• [Exercise goal]
Put every line of the listing below into a JSON list of strings, one string per line. Leave out blank lines and the pictures.

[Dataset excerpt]
* START *

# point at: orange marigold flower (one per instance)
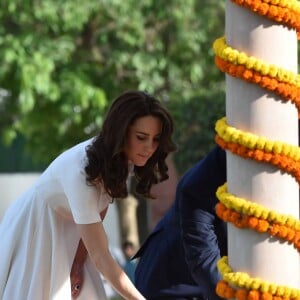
(253, 295)
(241, 294)
(266, 296)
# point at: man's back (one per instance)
(175, 246)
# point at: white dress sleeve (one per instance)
(84, 200)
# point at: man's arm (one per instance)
(201, 250)
(201, 237)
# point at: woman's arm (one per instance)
(76, 274)
(95, 240)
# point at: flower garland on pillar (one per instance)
(238, 211)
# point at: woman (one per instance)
(40, 232)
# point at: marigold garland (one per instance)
(233, 56)
(246, 214)
(242, 213)
(256, 285)
(252, 141)
(287, 91)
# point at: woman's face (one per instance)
(142, 139)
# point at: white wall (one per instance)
(13, 184)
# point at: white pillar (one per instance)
(253, 109)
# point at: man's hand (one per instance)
(76, 275)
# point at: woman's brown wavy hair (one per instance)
(107, 162)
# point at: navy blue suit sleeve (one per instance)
(197, 200)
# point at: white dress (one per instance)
(39, 237)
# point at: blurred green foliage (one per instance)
(63, 62)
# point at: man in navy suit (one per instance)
(178, 260)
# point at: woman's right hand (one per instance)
(76, 277)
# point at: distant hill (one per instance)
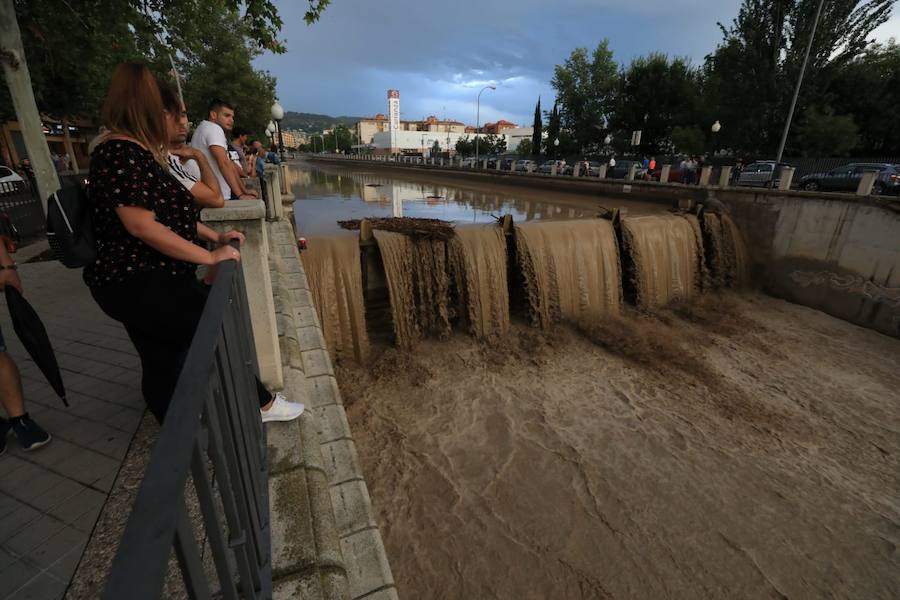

* END *

• [Written response]
[
  "# point at: orange marigold flower (one per instance)",
  "(253, 295)",
  "(241, 294)",
  "(266, 296)",
  "# point at: man's back (one per instance)",
  "(175, 246)",
  "# point at: white dress sleeve (one per instance)",
  "(84, 200)",
  "# point at: man's arm (one per instance)",
  "(201, 250)",
  "(201, 237)",
  "# point at: woman's arm (one per instance)",
  "(76, 274)",
  "(95, 240)",
  "# point at: flower garland on pillar (one per instance)",
  "(238, 211)",
  "# point at: woman (one per instance)",
  "(40, 232)",
  "# point at: marigold garland (one per instance)",
  "(233, 56)",
  "(246, 214)",
  "(242, 213)",
  "(256, 285)",
  "(252, 141)",
  "(287, 91)",
  "# point at: woman's face (one per instance)",
  "(142, 139)",
  "# point at: white wall (one per instance)",
  "(13, 184)",
  "# point at: white pillar (one per instance)",
  "(253, 109)",
  "# point at: man's hand (one per instance)",
  "(76, 275)",
  "# point at: woman's brown wavy hair (one per instance)",
  "(107, 162)",
  "# point at: navy blue suit sleeve (one per instance)",
  "(197, 200)",
  "# point at: white dress (one per instance)",
  "(39, 237)",
  "# point at: blurred green foliage (one per instance)",
  "(63, 62)",
  "# point at: man in navy suit (one per instance)",
  "(178, 260)",
  "# point at: woman's right hand (one per instance)",
  "(76, 277)",
  "# point at: distant hill (one per instance)"
]